> GOAL: Rewrite the lines of the material from the one containing "# test: point at every instance of the illuminated" through the end of the material, inclusive, replacing "glass skyscraper" with "office tower" and leaving everything else unchanged.

(Records of labeled points)
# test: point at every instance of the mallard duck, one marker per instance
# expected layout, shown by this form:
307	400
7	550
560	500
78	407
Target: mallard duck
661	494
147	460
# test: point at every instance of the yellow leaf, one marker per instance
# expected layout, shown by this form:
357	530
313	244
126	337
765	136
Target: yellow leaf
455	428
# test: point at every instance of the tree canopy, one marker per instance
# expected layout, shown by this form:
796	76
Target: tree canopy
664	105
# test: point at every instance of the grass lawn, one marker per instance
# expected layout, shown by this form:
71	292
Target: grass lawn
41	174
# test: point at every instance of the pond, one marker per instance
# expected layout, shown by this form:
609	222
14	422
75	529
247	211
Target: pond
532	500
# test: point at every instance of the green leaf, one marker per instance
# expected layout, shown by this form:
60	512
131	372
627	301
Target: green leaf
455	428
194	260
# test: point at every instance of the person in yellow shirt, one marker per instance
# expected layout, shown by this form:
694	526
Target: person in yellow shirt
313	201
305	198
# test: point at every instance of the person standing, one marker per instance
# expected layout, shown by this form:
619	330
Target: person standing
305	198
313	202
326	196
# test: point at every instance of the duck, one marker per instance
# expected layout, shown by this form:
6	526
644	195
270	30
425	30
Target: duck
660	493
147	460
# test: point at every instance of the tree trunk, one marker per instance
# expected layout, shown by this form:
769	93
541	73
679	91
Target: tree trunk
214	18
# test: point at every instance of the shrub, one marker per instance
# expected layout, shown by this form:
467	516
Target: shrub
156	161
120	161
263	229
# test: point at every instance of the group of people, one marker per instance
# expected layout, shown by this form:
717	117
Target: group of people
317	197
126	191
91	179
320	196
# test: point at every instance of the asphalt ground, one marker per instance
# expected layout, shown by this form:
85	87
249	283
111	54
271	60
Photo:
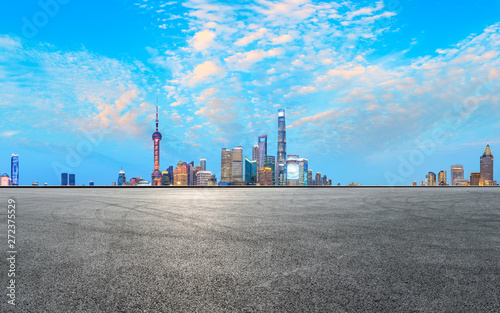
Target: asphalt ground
254	250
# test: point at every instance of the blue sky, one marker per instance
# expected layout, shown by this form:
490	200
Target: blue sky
377	92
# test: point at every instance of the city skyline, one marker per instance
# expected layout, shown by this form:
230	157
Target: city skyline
365	85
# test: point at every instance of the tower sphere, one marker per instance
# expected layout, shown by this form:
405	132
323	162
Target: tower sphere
156	135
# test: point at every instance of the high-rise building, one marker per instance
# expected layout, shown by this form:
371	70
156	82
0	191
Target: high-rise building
64	179
303	167
265	176
170	170
442	178
271	163
191	174
180	174
165	178
121	177
281	174
281	156
196	171
237	165
225	166
462	182
212	181
255	152
14	170
155	174
431	179
203	177
457	172
486	167
5	180
250	171
475	178
317	180
262	151
292	170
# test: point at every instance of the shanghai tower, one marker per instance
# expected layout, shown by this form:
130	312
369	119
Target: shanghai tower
281	159
156	174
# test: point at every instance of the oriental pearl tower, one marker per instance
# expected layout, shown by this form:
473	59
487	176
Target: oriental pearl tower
155	174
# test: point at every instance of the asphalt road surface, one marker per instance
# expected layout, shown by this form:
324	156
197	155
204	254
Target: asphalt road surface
254	250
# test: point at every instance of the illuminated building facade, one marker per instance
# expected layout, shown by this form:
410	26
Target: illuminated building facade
265	176
191	174
5	180
303	168
225	166
281	156
292	170
165	178
262	151
180	174
317	180
14	170
155	174
309	178
281	174
462	182
486	167
250	171
475	178
255	152
121	177
237	165
271	163
64	179
442	178
457	172
203	178
431	179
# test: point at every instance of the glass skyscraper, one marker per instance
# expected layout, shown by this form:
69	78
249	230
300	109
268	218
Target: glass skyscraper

> ANSWER IN FULL:
# test: point at every instance of the illuminated building facade, one marker per instance
# expected layout, shown by this form:
410	26
Target: illuminated building facade
265	176
191	174
5	180
303	168
225	166
281	156
292	170
165	178
262	151
180	174
317	180
14	170
155	174
309	178
281	174
462	182
486	167
250	171
475	178
255	152
121	177
237	165
271	163
64	179
442	178
457	172
203	178
431	179
# test: point at every instance of the office tower, one marker per instance
# expected layout, shown by this form:
69	78
249	230
300	109
268	218
Target: office tower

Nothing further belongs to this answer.